Dataset excerpts:
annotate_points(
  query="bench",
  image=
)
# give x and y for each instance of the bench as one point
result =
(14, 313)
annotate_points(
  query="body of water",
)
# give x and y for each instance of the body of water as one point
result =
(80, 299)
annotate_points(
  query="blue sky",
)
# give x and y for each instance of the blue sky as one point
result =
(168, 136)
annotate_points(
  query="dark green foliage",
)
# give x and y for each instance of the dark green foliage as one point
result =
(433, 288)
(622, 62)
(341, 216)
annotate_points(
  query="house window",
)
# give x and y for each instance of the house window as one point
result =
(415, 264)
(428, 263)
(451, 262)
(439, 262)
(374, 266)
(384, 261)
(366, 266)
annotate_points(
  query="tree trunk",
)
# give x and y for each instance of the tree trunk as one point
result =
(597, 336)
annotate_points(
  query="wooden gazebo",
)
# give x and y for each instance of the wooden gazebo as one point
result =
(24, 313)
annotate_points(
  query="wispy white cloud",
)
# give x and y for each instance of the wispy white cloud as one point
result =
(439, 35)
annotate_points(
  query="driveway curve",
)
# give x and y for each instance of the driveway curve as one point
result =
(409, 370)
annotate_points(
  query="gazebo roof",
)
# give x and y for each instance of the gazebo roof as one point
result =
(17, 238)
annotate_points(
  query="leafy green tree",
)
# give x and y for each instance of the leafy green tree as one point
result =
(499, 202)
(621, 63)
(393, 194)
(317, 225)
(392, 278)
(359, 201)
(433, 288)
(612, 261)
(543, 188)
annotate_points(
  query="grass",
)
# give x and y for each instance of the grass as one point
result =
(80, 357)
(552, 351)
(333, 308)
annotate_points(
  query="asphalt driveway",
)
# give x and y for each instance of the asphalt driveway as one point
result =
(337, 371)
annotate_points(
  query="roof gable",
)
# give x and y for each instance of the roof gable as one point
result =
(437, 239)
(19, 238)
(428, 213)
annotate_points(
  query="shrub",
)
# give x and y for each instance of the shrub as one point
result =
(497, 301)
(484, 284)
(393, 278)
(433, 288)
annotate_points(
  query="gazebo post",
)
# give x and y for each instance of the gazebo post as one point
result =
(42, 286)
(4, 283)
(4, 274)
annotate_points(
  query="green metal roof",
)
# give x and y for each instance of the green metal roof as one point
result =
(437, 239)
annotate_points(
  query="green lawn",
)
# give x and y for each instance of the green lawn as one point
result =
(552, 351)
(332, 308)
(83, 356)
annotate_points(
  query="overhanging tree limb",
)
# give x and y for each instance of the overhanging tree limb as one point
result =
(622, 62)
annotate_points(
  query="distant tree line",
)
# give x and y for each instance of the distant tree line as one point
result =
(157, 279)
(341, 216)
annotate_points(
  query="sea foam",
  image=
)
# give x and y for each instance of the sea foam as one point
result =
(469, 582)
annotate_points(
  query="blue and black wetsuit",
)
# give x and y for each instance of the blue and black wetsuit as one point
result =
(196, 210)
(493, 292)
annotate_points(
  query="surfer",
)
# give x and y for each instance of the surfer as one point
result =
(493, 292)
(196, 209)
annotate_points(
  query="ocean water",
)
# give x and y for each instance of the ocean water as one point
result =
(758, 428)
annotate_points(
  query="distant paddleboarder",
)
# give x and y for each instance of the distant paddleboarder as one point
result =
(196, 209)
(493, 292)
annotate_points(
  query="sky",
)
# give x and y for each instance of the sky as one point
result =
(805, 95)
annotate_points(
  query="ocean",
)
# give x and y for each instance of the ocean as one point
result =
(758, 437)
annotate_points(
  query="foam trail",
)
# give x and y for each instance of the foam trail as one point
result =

[PROBLEM TO SOLVE] Copy each line in the entries above where the word "driveway" shows up.

[SOLVED PROBLEM]
  query="driveway curve",
# give x and y for each instance of the driveway curve as one point
  query="asphalt driveway",
# give x and y for each instance of the asphalt driveway as one point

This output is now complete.